Data excerpts:
•••

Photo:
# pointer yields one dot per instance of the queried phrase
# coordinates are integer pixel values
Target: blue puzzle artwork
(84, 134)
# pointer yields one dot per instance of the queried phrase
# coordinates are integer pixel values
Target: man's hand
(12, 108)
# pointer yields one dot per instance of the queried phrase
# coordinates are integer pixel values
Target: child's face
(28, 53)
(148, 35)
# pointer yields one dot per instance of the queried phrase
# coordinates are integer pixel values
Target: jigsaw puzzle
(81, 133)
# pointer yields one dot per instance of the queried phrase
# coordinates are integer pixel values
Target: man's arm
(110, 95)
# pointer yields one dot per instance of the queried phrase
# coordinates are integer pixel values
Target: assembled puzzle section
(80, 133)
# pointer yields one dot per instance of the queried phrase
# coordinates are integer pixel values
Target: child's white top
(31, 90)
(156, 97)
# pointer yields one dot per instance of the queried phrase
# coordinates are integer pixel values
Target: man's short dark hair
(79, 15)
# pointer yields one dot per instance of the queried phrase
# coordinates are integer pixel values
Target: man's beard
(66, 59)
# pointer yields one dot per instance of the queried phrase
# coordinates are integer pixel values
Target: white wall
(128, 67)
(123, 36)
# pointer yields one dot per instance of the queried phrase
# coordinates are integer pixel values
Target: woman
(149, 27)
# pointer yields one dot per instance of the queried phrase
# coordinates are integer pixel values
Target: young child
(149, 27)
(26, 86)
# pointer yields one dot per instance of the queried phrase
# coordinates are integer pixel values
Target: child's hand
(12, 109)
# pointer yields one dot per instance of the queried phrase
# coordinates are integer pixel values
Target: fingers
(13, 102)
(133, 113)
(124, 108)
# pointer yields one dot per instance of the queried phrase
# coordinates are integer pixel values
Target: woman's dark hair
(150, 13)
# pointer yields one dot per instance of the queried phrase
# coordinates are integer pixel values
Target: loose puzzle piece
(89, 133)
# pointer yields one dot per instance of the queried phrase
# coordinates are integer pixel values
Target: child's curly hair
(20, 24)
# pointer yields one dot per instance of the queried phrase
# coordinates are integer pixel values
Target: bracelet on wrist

•••

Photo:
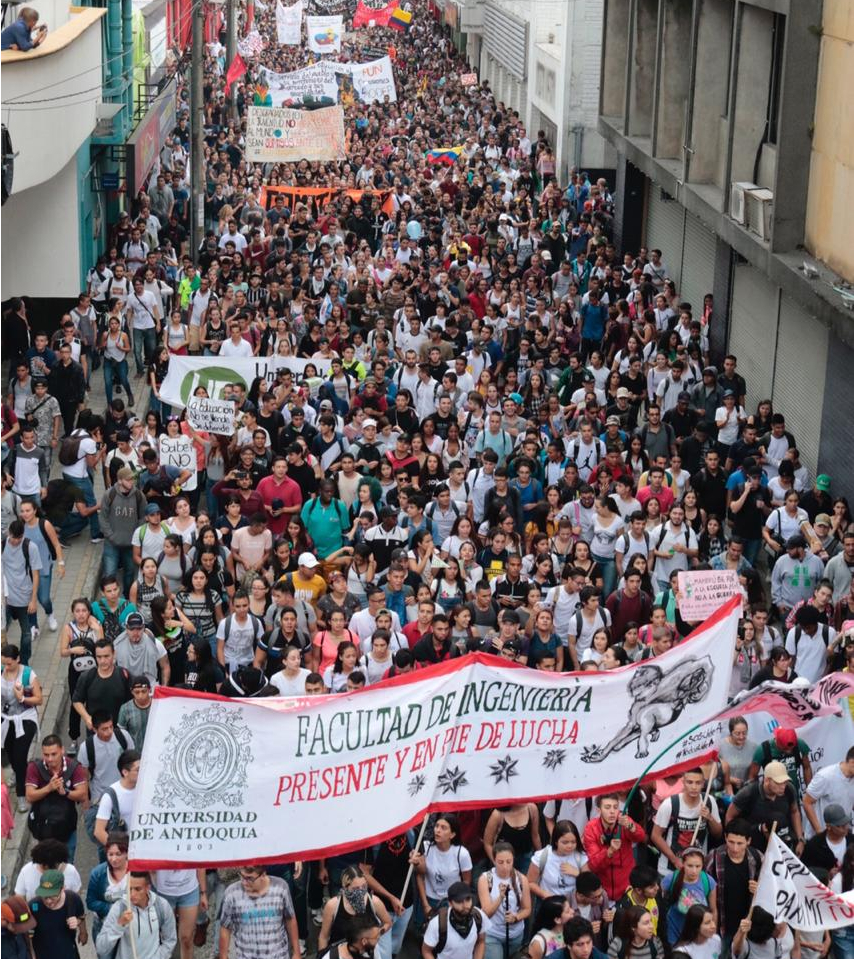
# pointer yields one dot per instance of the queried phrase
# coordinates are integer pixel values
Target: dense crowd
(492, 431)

•••

Your objective: Would you copy out exactly the lines above that start at the one containing "Target: child's white top" and end at the one containing "Target: bracelet on wrist", inclusive?

Exercise solution:
Target: child's white top
(31, 90)
(156, 97)
# pointer yields one dot per instance of the queried phrase
# coordinates are integer pixel values
Target: man's short dark hair
(79, 15)
# pointer yields one dot per instance of the queried phrase
# coordinates are integer pixel values
Target: man's beard
(66, 59)
# pointer yields one dot per instance of the queried phrase
# coordinates are integer pixel values
Target: white wall
(128, 67)
(123, 36)
# pointer yields one dot per instance of the queried phrase
# coordinates are integer pixel values
Target: woman
(149, 27)
# pointer yields one dot per instance of the queried phrase
# coordinates are integer pixel values
Target: young child
(149, 27)
(26, 86)
# pointer yields one dot per instance of the queried phrase
# coordinates are integer pixel values
Target: child's hand
(12, 109)
# pointer yields one dot per instance of the queried phrase
# coordinates are integer pixel values
Target: fingers
(13, 102)
(133, 113)
(124, 108)
# pointer yields one dot per instance of the queried phrase
# coordinates are integer pixel values
Target: woman's dark hair
(150, 13)
# pointer yields one dot per instance of the queried phrase
# coordinates are integer pixel values
Target: loose puzzle piece
(89, 133)
# pointer yields one dot per instance of the queried phrase
# coordinates are integer pixel values
Target: child's curly hair
(20, 24)
# pointer yields one dot per instance of the queried phrase
# coordinates are integer pixel values
Target: bracelet on wrist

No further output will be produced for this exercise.